PASAJE DE TEXTO =>
....

Se escucha y lee a menudo: Vox es un partido “facha” que aspira a actualizar y a proyectar al siglo XXI la ideología y mentalidad franquista. La historiografía sale al paso del trazo grueso y matiza: el fascismo fue un movimiento ultranacionalista que rindió culto a la violencia y se sometió al principio del caudillismo, a la voluntad de conquista y a la militarización de la sociedad. Las reducciones ad hitlerum resultan efectistas, agitan pulsiones movilizadoras en parte de la sociedad, pero desde una perspectiva histórica son cuestionables.
Vox es algo distinto al franquismo puesto al día, pero no se puede entender Vox descuidando el marco del fascismo español. Hay hilos que ligan a y el franquismo. Uno de ellos nos lleva al político y ensayista franquista Gonzalo Fernández de la Mora. En ambos late una crítica a la democracia liberal articulada por los partidos políticos. Además, los aspectos de la Constitución de 1978 que indujeron a Fernández de la Mora a pronunciarse en su contra durante la Transición son, en gran medida, los mismos que articulan al nacionalpopulismo español del siglo XXI.

....

BLOQUE DE DATOS =>
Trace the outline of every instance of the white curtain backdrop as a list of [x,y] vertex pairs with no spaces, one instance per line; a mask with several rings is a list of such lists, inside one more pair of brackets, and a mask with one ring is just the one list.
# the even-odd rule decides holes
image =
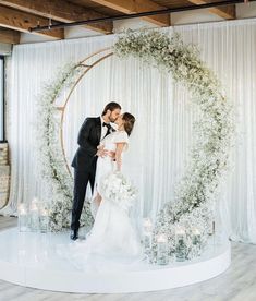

....

TAREA REQUERIDA A =>
Reproduce literalmente el fragmento del texto sobre Vox y el franquismo que comienza con "Vox es algo" y sigue hasta "del siglo XXI.".
TAREA REQUERIDA B =>
Por favor, traduce al inglés esta oración del texto sobre Vox y el franquismo: "Las reducciones ad hitlerum resultan efectistas, agitan pulsiones movilizadoras en parte de la sociedad, pero desde una perspectiva histórica son cuestionables."

RESPUESTA ESCRITA A =>
Vox es algo distinto al franquismo puesto al día, pero no se puede entender Vox descuidando el marco del fascismo español. Hay hilos que ligan a y el franquismo. Uno de ellos nos lleva al político y ensayista franquista Gonzalo Fernández de la Mora. En ambos late una crítica a la democracia liberal articulada por los partidos políticos. Además, los aspectos de la Constitución de 1978 que indujeron a Fernández de la Mora a pronunciarse en su contra durante la Transición son, en gran medida, los mismos que articulan al nacionalpopulismo español del siglo XXI.

RESPUESTA ESCRITA B =>
Reductions ad hitlerum are striking and stir mobilizing impulses in part of society, but from a historical perspective they are questionable.